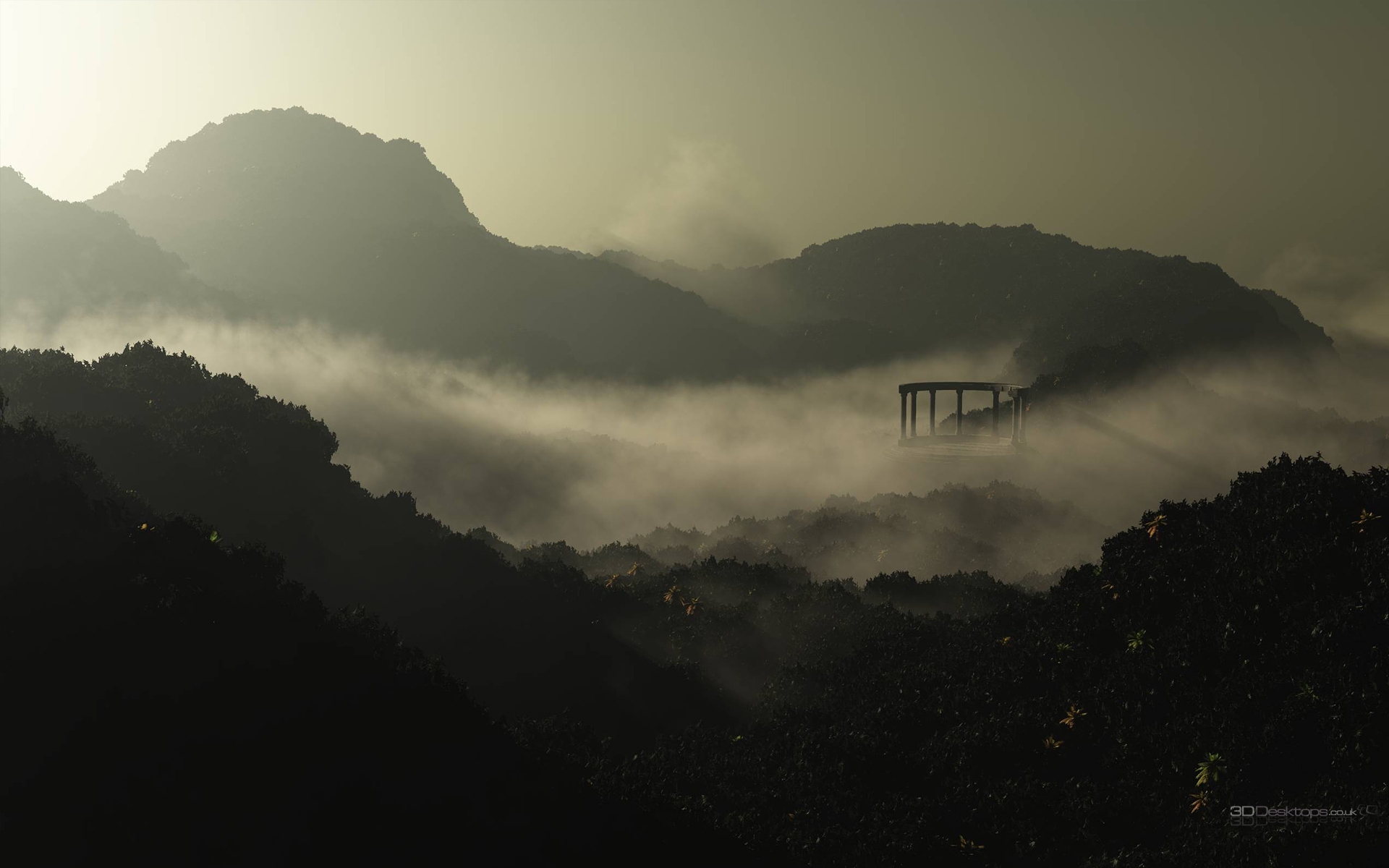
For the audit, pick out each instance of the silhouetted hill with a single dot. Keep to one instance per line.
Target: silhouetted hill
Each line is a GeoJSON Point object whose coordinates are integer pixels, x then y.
{"type": "Point", "coordinates": [945, 285]}
{"type": "Point", "coordinates": [306, 216]}
{"type": "Point", "coordinates": [1224, 653]}
{"type": "Point", "coordinates": [61, 258]}
{"type": "Point", "coordinates": [260, 469]}
{"type": "Point", "coordinates": [178, 702]}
* * *
**Short exercise**
Print every line of text in the data above verbatim, leaving out the pictures.

**The solution**
For the audit, pick out each instance of the silhouetted hill with a single dot. Keep to one instance per line.
Target: silhouetted hill
Each line is a GeoJSON Point object whose coordinates are integer pixels, x then y.
{"type": "Point", "coordinates": [945, 285]}
{"type": "Point", "coordinates": [306, 216]}
{"type": "Point", "coordinates": [1224, 653]}
{"type": "Point", "coordinates": [61, 258]}
{"type": "Point", "coordinates": [260, 469]}
{"type": "Point", "coordinates": [178, 702]}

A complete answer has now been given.